◆ **Written request 1**:
Output the deployment text from "The Core Trade-off#" up to and including "are your problem.", word for word.
◆ **Written request 2**:
Answer these questions from the deployment text:
(a) What share of the AWS bill does cross-region transfer alone account for in multi-region setups?
(b) How long is a round trip between us-east-1 and eu-central-1?
(c) Which three cases are named for evaluation in the learning objectives?
═══ Text shown
Single-Region vs Multi-Region Deployment

TL;DR. Single-region multi-AZ is the correct default. It gives you strong consistency, sub-millisecond cross-AZ replication, and one deployment pipeline. Multi-region is the single most expensive architectural choice available: 2-3x infrastructure cost, 10-20% of your AWS bill in cross-region transfer alone^[1], and mandatory conflict resolution or cross-region consensus latency (68-110 ms per RTT^[2]). Go multi-region only when RTO requirements, global latency SLOs, or data-residency regulations force it. When you do, prefer regional pinning over true active-active.

Learning Objectives#

Compare single-region multi-AZ, active-passive, active-active, and regional pinning across RTO, RPO, cost, and consistency dimensions.
Identify the workload characteristics that justify the cost and complexity of multi-region deployment.
Justify regional pinning as the hybrid path that delivers multi-region availability without conflict resolution.
Evaluate Netflix, Shopify, and the 2021 us-east-1 outage to explain when each approach succeeds or fails.

The Core Trade-off#

The fundamental tension is physics. A round trip between us-east-1 and eu-west-1 is 68 ms; to eu-central-1, 91 ms; to eu-north-1, 110 ms^[2:1]. Any protocol requiring cross-region acknowledgment on the write path adds that latency to every commit. You choose one of three responses:

Keep writes local, accept eventual consistency (DynamoDB Global Tables MREC, Cassandra LOCAL_QUORUM). Writes are fast; conflicts are your problem.
══════
═══ Extracted records
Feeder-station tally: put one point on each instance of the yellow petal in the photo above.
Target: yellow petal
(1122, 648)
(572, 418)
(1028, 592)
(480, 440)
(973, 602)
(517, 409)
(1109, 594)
══════
◆ **Exercise output 1**:
The Core Trade-off#

The fundamental tension is physics. A round trip between us-east-1 and eu-west-1 is 68 ms; to eu-central-1, 91 ms; to eu-north-1, 110 ms^[2:1]. Any protocol requiring cross-region acknowledgment on the write path adds that latency to every commit. You choose one of three responses:

Keep writes local, accept eventual consistency (DynamoDB Global Tables MREC, Cassandra LOCAL_QUORUM). Writes are fast; conflicts are your problem.

◆ **Exercise output 2**:
(a) 10-20%
(b) 91 ms
(c) Netflix, Shopify, and the 2021 us-east-1 outage